[Start Quoted passage]

The project will feature an exhibition of contemporary and historical graphic satire at the Nasher Museum of Art in Spring 2010. 

The exhibition, developed by undergraduate seniors and graduate students at Duke and UNC will show works from the founding moment of journalistic caricature -- the campaign mounted by Daumier and his contemporaries against French monarch Louis-Philippe (1830-1848) -- and compare them to cartoons of the Clinton and Bush presidencies.

The winning proposal was submitted by Neil McWilliam, Walter H. Annenberg Professor in the Department of Art, Art History & Visual Studies; James “Jay” Hamilton, professor of public policy studies and economics at the Terry Sanford Institute of Public Policy and Director of the DeWitt Wallace Center for Media and Democracy; and Kimerly Rorschach, Mary D.B.T. and James H. Semans Director of the Nasher Museum of Art. Students working on the exhibit are part of McWilliams’ visual studies course, "From Caricature to Comic Strip."

"Through this exhibit, we want to encourage visitors to rethink their understanding of caricature, not merely in terms of its stylistic development, but as a vehicle for political comment, and as a potentially volatile and subversive voice in the marketplace of journalistic opinion,” McWilliam said.   

The project will also include complementary programming, such as round-table discussions, symposia and film presentations “to explore the issues around caricature and relate them to debates around the wider public role of print media at a moment of far-reaching economic and technological change,” Jay Hamilton said.

[End Quoted passage]
[Start Entries provided]

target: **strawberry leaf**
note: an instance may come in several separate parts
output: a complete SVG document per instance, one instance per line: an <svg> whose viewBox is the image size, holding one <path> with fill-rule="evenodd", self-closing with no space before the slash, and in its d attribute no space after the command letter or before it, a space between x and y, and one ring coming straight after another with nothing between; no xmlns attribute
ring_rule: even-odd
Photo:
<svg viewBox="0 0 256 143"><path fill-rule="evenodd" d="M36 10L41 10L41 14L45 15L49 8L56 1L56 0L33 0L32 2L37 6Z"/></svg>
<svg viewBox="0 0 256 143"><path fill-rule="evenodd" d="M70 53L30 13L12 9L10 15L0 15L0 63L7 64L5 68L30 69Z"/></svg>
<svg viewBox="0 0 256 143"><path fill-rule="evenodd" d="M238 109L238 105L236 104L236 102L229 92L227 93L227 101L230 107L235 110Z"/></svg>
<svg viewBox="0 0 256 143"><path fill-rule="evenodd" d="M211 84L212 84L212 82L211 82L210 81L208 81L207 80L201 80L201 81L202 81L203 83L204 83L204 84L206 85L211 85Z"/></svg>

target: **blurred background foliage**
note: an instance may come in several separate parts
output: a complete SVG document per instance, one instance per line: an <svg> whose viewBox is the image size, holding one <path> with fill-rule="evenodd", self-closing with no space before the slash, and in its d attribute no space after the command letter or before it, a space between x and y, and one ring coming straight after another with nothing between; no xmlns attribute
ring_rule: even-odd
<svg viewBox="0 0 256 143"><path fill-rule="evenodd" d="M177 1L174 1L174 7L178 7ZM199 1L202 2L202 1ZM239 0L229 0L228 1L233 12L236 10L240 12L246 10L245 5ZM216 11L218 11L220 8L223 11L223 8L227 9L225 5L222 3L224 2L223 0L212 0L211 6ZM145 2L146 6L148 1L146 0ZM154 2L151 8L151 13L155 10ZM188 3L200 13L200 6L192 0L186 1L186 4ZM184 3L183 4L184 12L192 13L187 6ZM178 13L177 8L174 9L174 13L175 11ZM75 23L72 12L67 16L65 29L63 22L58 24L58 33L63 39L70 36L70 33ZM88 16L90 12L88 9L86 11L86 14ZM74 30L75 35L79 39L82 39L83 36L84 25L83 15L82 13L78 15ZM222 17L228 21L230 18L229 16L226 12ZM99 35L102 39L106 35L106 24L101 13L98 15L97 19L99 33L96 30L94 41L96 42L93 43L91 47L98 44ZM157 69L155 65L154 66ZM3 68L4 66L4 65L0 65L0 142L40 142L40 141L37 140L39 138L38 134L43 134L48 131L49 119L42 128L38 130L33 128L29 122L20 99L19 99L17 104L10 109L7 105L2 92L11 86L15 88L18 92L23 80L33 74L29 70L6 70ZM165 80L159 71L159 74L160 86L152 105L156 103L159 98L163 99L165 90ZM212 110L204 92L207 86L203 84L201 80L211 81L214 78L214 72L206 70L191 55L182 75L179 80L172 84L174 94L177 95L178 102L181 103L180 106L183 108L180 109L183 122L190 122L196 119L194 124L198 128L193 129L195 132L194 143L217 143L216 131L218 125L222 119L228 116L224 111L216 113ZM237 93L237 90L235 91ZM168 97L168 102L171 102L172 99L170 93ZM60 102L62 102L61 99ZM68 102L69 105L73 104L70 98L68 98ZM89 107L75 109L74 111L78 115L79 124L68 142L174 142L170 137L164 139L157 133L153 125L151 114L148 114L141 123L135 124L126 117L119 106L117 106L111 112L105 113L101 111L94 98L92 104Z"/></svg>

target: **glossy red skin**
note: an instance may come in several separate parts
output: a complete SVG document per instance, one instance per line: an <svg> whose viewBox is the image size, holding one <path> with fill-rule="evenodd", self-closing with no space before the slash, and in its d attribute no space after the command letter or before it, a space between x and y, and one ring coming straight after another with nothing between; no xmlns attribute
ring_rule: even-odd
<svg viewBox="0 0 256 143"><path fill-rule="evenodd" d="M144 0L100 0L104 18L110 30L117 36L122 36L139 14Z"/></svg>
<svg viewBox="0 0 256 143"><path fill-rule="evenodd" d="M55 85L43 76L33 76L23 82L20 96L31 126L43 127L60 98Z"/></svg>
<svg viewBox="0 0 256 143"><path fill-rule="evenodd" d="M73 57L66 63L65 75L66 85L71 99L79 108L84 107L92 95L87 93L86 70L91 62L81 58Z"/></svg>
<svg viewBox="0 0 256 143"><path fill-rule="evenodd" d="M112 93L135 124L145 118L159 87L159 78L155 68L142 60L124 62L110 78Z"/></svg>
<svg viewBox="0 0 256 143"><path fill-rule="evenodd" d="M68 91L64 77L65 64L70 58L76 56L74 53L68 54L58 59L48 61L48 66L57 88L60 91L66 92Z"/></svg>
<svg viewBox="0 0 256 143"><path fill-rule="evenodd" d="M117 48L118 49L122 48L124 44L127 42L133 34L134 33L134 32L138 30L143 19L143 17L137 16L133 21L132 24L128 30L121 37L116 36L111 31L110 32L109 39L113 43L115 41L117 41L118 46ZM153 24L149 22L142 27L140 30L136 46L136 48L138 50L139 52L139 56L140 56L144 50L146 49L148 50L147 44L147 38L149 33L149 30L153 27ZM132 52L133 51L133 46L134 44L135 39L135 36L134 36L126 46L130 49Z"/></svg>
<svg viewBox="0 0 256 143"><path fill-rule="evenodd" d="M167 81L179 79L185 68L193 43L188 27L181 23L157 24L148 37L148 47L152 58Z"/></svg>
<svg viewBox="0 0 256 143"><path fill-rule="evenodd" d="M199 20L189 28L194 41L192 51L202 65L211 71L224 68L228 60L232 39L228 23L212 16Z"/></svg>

[End Entries provided]

Direction
Could you repeat the part of the text on the caricature exhibition from "The project will also" up to and including "Jay Hamilton said.", word for word? These rows aren't needed for anything here.

Written answer
The project will also include complementary programming, such as round-table discussions, symposia and film presentations “to explore the issues around caricature and relate them to debates around the wider public role of print media at a moment of far-reaching economic and technological change,” Jay Hamilton said.